[Coordinate annotation entries]
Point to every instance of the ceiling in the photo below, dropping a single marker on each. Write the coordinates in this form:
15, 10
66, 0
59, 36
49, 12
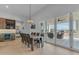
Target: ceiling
20, 10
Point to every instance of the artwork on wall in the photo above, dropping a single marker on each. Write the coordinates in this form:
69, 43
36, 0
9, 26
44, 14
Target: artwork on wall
33, 26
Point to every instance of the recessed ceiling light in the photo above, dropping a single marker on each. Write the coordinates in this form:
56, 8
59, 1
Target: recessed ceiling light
7, 6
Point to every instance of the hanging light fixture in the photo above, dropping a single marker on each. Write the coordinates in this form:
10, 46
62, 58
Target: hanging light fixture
30, 21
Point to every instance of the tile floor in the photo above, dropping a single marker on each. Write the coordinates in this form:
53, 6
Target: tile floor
17, 48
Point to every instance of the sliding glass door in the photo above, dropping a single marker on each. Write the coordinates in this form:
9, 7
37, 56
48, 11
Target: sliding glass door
50, 31
62, 31
75, 30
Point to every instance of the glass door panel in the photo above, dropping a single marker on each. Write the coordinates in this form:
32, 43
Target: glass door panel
50, 31
76, 30
63, 31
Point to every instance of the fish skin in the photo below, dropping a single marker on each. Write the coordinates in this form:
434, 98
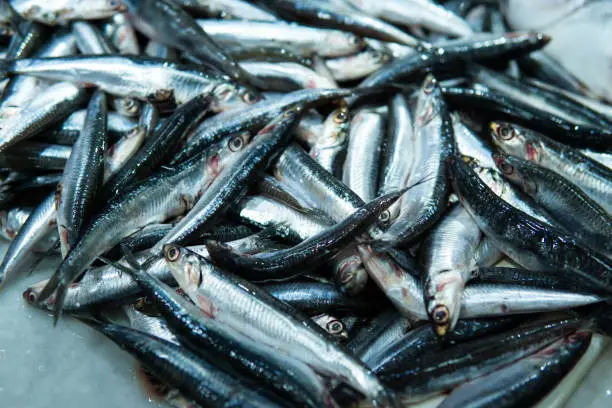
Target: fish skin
528, 241
526, 381
280, 265
40, 223
195, 377
588, 221
304, 341
166, 22
146, 79
589, 175
246, 165
163, 196
55, 103
83, 175
160, 145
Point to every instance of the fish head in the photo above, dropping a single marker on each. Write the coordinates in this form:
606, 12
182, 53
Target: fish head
185, 266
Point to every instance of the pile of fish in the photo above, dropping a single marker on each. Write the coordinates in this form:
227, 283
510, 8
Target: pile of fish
309, 203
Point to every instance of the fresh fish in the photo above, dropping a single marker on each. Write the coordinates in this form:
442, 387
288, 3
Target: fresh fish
287, 76
526, 240
38, 225
121, 34
529, 379
328, 147
340, 15
423, 13
53, 105
28, 155
122, 151
363, 153
191, 375
315, 297
448, 255
282, 264
83, 175
160, 145
399, 151
424, 203
271, 322
331, 325
590, 176
166, 22
229, 9
64, 11
567, 203
357, 66
163, 196
429, 373
303, 40
146, 79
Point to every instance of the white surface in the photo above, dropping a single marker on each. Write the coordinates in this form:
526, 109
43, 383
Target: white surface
68, 366
72, 366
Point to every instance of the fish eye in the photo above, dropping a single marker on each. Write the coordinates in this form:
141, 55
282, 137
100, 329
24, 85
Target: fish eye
341, 116
506, 133
335, 327
235, 143
384, 217
249, 97
172, 253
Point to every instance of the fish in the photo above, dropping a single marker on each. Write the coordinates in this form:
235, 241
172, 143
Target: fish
588, 221
83, 175
272, 323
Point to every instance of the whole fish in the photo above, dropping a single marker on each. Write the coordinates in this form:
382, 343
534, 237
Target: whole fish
448, 255
424, 203
163, 196
147, 79
362, 156
590, 176
529, 379
195, 377
567, 203
525, 239
301, 39
38, 225
282, 264
244, 166
271, 323
340, 15
168, 23
83, 175
423, 13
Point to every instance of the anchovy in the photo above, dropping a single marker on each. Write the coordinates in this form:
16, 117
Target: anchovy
424, 203
195, 377
39, 224
146, 79
399, 151
448, 255
83, 175
303, 40
588, 221
166, 22
271, 323
339, 15
281, 264
363, 153
590, 176
160, 145
527, 380
162, 196
525, 239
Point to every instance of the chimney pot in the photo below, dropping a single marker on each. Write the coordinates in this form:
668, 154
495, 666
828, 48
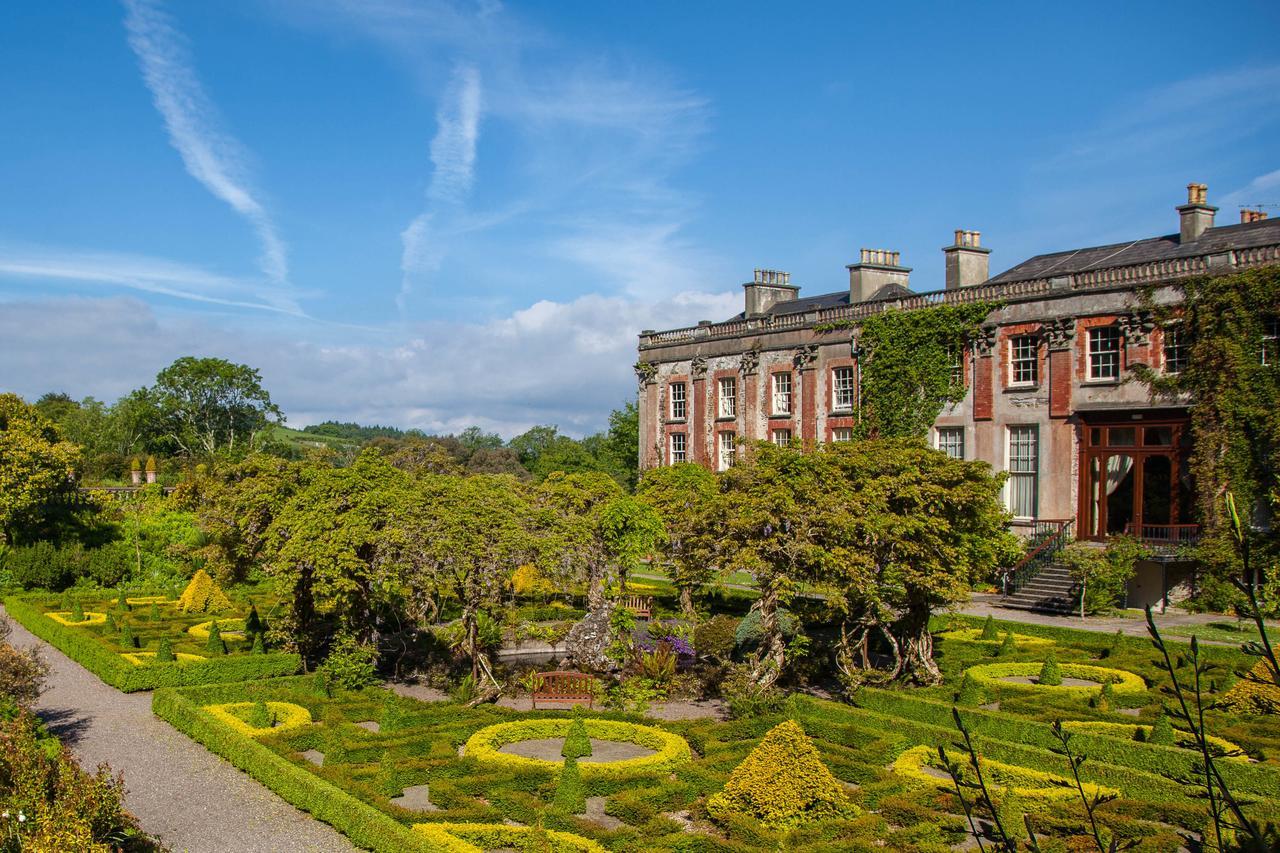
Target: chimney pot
1197, 214
968, 263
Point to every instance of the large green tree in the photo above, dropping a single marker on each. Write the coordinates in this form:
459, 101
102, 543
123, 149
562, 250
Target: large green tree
37, 469
209, 406
680, 495
905, 532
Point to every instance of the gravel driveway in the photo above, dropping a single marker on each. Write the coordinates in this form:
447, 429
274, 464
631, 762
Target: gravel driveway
179, 790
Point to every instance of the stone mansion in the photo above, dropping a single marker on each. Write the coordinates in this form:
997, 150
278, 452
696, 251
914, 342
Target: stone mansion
1047, 397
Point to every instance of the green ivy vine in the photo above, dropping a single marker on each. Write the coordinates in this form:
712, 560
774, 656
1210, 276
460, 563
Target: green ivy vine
906, 366
1235, 411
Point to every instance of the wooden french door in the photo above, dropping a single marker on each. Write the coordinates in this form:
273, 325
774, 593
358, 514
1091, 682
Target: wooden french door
1133, 475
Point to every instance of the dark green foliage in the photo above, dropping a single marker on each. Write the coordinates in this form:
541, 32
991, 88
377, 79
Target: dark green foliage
906, 368
1161, 731
570, 793
215, 646
1050, 674
577, 744
970, 693
252, 623
260, 716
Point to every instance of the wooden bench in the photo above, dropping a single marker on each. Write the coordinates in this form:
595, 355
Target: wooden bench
565, 687
639, 605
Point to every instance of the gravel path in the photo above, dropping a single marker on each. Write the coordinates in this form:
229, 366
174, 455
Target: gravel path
178, 790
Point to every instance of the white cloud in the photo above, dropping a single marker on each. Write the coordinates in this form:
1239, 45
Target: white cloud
145, 274
213, 158
552, 363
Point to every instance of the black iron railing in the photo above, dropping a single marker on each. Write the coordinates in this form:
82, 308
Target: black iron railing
1046, 543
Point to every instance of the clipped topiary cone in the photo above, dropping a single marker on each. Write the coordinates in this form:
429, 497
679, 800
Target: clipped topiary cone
782, 783
202, 596
215, 644
1050, 674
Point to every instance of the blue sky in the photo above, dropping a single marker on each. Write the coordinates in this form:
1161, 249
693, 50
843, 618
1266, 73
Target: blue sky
434, 214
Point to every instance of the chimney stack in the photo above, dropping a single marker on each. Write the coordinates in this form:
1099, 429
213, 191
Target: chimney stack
968, 263
767, 288
1197, 214
876, 268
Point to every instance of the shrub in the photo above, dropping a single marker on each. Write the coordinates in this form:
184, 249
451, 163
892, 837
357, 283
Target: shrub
782, 783
351, 665
570, 793
215, 644
716, 637
1050, 673
577, 744
202, 596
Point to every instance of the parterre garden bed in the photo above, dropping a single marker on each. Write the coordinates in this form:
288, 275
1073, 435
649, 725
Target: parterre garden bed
97, 641
353, 765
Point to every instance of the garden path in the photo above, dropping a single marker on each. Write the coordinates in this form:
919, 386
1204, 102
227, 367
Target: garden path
178, 790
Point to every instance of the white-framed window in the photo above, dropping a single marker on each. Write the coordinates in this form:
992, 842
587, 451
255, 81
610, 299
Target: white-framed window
1023, 470
679, 447
679, 401
782, 393
950, 441
1176, 352
842, 389
1105, 352
1023, 360
726, 397
1271, 340
727, 447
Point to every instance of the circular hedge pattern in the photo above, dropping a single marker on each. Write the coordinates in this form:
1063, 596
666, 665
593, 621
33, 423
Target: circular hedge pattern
472, 838
233, 628
1123, 684
64, 617
1129, 731
670, 749
974, 635
287, 715
1024, 781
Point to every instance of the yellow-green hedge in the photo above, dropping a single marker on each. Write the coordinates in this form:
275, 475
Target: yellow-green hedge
475, 838
1123, 684
63, 617
670, 749
1024, 781
974, 635
288, 716
1129, 731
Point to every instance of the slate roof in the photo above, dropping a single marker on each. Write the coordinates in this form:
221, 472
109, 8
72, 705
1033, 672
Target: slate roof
1143, 251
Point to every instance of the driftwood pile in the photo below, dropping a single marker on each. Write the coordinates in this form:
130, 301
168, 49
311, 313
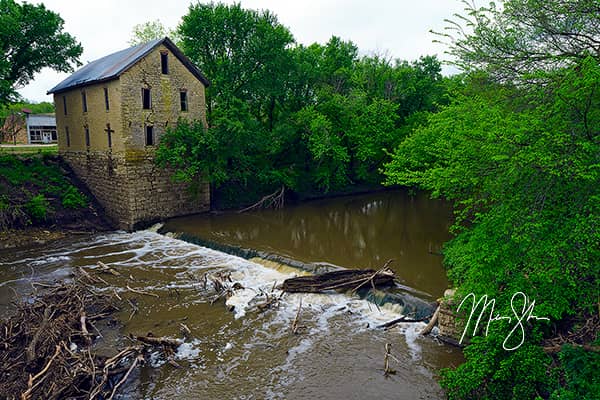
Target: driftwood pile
47, 345
342, 280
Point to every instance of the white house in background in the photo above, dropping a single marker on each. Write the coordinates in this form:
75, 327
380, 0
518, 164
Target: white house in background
41, 128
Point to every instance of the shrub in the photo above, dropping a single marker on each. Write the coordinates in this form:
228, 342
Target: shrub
73, 198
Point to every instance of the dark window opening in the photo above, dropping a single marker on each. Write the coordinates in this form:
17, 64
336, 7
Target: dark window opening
109, 134
106, 99
164, 63
183, 100
146, 99
87, 136
84, 101
149, 135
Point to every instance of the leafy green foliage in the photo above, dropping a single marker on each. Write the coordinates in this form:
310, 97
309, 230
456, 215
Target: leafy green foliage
37, 208
580, 374
522, 164
516, 39
31, 38
242, 51
73, 198
151, 30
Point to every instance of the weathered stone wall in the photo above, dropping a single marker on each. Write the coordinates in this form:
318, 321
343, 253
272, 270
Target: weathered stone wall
132, 189
450, 324
95, 118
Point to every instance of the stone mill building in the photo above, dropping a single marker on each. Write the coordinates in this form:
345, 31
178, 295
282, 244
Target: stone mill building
110, 115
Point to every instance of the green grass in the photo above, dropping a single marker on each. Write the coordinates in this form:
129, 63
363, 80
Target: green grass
26, 149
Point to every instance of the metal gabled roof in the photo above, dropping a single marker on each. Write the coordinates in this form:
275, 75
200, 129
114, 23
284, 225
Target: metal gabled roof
112, 66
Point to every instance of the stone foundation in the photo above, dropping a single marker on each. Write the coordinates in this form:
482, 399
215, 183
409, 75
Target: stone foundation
133, 190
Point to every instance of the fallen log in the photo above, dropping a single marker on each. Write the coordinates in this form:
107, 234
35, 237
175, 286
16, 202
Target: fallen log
347, 279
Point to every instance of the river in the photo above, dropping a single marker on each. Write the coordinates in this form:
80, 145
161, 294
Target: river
237, 350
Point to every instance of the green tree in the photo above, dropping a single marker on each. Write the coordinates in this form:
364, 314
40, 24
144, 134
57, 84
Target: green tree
31, 38
521, 163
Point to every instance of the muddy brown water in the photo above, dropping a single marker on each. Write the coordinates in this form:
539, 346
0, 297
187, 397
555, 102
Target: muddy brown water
251, 354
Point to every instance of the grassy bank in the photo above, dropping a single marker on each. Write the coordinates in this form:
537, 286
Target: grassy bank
40, 191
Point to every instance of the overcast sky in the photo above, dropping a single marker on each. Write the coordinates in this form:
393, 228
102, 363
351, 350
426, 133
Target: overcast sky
399, 28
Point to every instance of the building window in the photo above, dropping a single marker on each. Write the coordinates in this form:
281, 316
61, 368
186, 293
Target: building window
84, 101
149, 135
183, 99
106, 99
87, 135
164, 63
109, 133
146, 99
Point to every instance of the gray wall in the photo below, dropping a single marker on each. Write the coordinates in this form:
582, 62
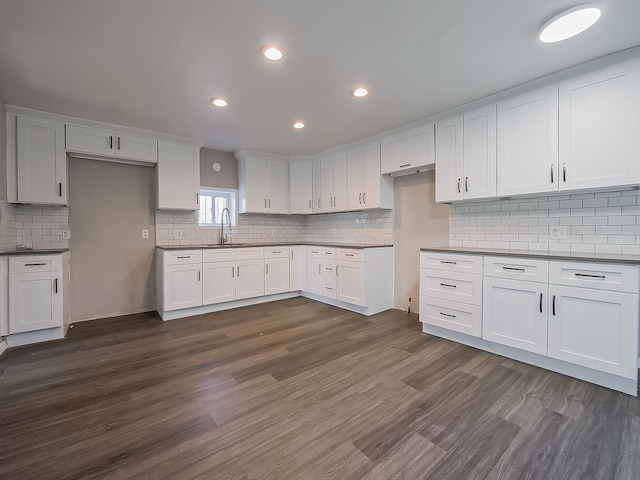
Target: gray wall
418, 222
112, 266
227, 177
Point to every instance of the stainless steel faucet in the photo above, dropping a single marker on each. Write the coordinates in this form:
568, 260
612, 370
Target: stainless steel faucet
222, 237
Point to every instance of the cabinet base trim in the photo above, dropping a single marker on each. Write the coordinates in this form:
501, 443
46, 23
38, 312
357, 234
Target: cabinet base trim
218, 307
608, 380
27, 338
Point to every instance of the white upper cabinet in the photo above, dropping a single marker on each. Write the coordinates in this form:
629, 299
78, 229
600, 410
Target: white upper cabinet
92, 142
263, 185
466, 156
301, 187
367, 188
527, 143
178, 176
333, 174
599, 128
41, 162
409, 151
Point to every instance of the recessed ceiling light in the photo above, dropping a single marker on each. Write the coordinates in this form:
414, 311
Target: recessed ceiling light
218, 102
360, 92
569, 23
272, 52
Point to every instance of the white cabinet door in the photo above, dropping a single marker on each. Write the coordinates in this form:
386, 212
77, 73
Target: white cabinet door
594, 328
301, 187
340, 186
252, 183
249, 278
314, 275
297, 268
479, 152
355, 186
90, 141
277, 187
135, 147
411, 149
599, 125
527, 132
35, 301
42, 162
515, 313
317, 186
350, 285
449, 160
276, 275
182, 286
218, 282
178, 176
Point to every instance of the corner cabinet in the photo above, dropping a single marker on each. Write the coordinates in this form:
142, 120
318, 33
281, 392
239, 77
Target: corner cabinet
263, 184
41, 162
178, 176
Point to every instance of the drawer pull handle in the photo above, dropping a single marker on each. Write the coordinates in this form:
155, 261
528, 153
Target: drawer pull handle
540, 303
586, 275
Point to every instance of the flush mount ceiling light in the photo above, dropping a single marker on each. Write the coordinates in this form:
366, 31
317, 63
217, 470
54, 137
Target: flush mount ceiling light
360, 92
569, 23
218, 102
272, 52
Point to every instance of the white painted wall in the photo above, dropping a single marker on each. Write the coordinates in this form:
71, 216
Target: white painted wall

→ **EXERCISE DIRECTIONS**: Return the lines from the line containing "Point to every instance of the white cabinet" to the end of the entries above, exactly as they appear and with no other output.

→ **RESULT FOR THIS TASK**:
Point to every instance of the white cabinet door in the photo above, dropping a single marker on each. Write the coordinates in this form:
386, 212
77, 73
Target: white cabinet door
594, 328
301, 187
340, 186
252, 183
249, 278
314, 275
297, 268
479, 152
355, 186
90, 141
277, 187
135, 147
411, 149
599, 125
527, 132
35, 301
42, 162
515, 313
317, 186
350, 285
449, 160
276, 275
182, 286
218, 282
178, 176
Point to every instance of the corner cabinet in the photo above, dropping a single marker on each. Write the coordinates in this form:
142, 120
318, 33
281, 392
239, 77
Target: corner cabinet
263, 184
41, 162
178, 176
Point to every instance of the drawer pull handle in the photo above, dropping a single marker on each. Write the coordinates in this form:
155, 261
528, 153
Target: drawer pull handle
540, 303
586, 275
Point to every instance of the flush mount ceiling light in the photo above, dropping a single marker on each. Write the coordinates in this form:
366, 31
317, 63
217, 470
54, 137
Target: flush mount ceiling light
360, 92
569, 23
218, 102
272, 52
Point to every instance of the white painted wall in the photo above, dropping a single marker on each. Write the coordinates in this form:
71, 216
Target: white painted wall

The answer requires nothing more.